Text to read:
--- Start ---
This is the mail archive of the mailing list for the GCC project.

Index Nav: [Date Index] [Subject Index] [Author Index] [Thread Index]
Message Nav: [Date Prev] [Date Next] [Thread Prev] [Thread Next]
Other format: [Raw text]

Re: [PATCH 2/6, OpenACC, libgomp] Async re-work, oacc-* parts

Hi Chung-Lin!

On Tue, 18 Dec 2018 18:02:54 +0800, Chung-Lin Tang <> wrote:
> On 2018/12/17 10:32 PM, Thomas Schwinge wrote:
> >> The reason there are deadlocks from inside the plugin on GOMP_PLUGIN_fatal() is when we hold the
> >> struct gomp_device_descr's*device*  lock, which is also acquired when we execute atexit device shutdown handlers, hence the deadlock.
> >>
> >> I don't think this is the case for the OpenACC entry points that grab at the openacc.async.* hooks,
> > Ah, OK, I see.  (But I thought that method of deadlock had been fixed by
> > some structural changes, to have plugin functions call the
> > non-terminating "GOMP_PLUGIN_error" and return some error, instead of
> > calling "GOMP_PLUGIN_fatal"?  I may be misremembering.  Or, that's
> > another TODO item for later, separately...  Or, if that's actually the
> > case, that this has been fixed in the way I described, then should these
> > functions also be changed accordingly: instead of "GOMP_PLUGIN_fatal"
> > call "GOMP_PLUGIN_error", and then return an error code?)
> You remembered correctly, although...
> >> though I can audit them again if deemed so.
> > My understanding had been that deadlock may happen if we're inside some
> > of these async/wait/serialize/synchronize functions, with "async" locked,
> > then run into an error, then libgomp prepares to abort, and at that time
> > shuts down the device, which will shut down the asyncqueues
> > ("goacc_fini_asyncqueues"), which will again try to lock "async" -- which
> > it actually doesn't.  My misunderstanding, I guess?
> least now, you can see that goacc_fini_asyncqueues() does not attempt to
> acquire devicep->openacc.async.lock when doing cleanup.
> Come to think of it, that might be a bug there. :P

Heh, I wondered about that, too.  ;-)

An asyncqueue as returned by "lookup_goacc_asyncqueue" itself is not
locked (and I suppose it shouldn't be, because that would be "too
much"?), so it may -- at least (only?) in a specially constructed test
case -- happen that an asyncqueue gets destructed
("goacc_fini_asyncqueues") while it's still in use?  (Don't know how the
CUDA Driver library thinks of that, for example.  Though, probably, that
scenario can only happen if the device used by a certain host thread is
shut down while an "async" operation is still running.

But, can we easily avoid that issue by calling
"openacc.async.synchronize_func" before "openacc.async.destruct_func"
(or, have the latter do that internally)?  Just have to make sure that
any such synchonization then doesn't raise (potentially) nested
"GOMP_PLUGIN_fatal" calls.  Hence the TODO comment I added in my "into
async re-work: locking concerns" commit, before the
"openacc.async.destruct_func" call: "Can/should/must we "synchronize"
here (how?), so as to make sure that no other operation on this
asyncqueue is going on while/after we've destructed it here?"

Probably an error-ignoring "cuStreamSynchronize" call before
"cuStreamDestroy" would be reasonable?
--- End ---
Entries supplied:
--- Start ---
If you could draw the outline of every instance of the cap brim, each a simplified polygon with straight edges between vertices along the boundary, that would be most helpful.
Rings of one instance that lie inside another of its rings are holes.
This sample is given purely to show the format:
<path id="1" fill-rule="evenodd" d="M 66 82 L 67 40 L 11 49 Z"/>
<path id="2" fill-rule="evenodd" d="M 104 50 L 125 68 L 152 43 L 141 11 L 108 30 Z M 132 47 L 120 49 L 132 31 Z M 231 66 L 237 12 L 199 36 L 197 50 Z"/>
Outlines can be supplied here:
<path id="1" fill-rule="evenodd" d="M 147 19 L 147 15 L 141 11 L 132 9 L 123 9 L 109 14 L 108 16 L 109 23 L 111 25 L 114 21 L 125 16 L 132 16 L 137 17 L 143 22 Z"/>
--- End ---
Task set:
1 – Write out the stretch of the OpenACC patch message from "(or, have the" through "would be reasonable?" word for word.
2 – Extend the OpenACC patch message, picking up right after its final sentence.
The items have no connection to the OpenACC patch message.

Answers for this exercise:
1 –
(or, have the latter do that internally)?  Just have to make sure that
any such synchonization then doesn't raise (potentially) nested
"GOMP_PLUGIN_fatal" calls.  Hence the TODO comment I added in my "into
async re-work: locking concerns" commit, before the
"openacc.async.destruct_func" call: "Can/should/must we "synchronize"
here (how?), so as to make sure that no other operation on this
asyncqueue is going on while/after we've destructed it here?"

Probably an error-ignoring "cuStreamSynchronize" call before
"cuStreamDestroy" would be reasonable?

2 –
Oh, and don't we have another problem...  Consider an "acc_shutdown" run
by host thread 1, while another host thread 2 continues to use the
device-wide queues.  That "acc_shutdown" will call "gomp_fini_device",
which will call "goacc_fini_asyncqueues", which will happily destruct the
whole device-wide "async" data.  Just taking the "async" lock before
doing that won't solve the problem, as host thread 2 is supposed to
continue using the existing queues.  Reference counting required?

Anyway: I'm not asking you to fix that now.  "Fortunately", we're not at
all properly implementing OpenACC usage in context of multiple host
threads (such as created by OpenMP or the pthreads interface), so I'm
just noting that issue now, to be resolved later (as part of our internal
tracker issues CSTS-110 or CSTS-115).


> >> "If there are two or more host threads executing and sharing the same accelerator device,
> >> two asynchronous operations with the same async-value will be enqueued on the same activity queue"
> > Right, but then, in the very next sentence, it goes on to state: "If the
> > threads are not synchronized with respect to each other, the operations
> > may be enqueued in either order and therefore may execute on the device
> > in either order".  So this, and given that:
> I actually didn't care much about that next sentence, since it's just stating the obvious :)


> It also seem to imply that the multiple host threads are enqueuing operations to the same async queue, hence further
> corroborating that queues are device-wide, not thread.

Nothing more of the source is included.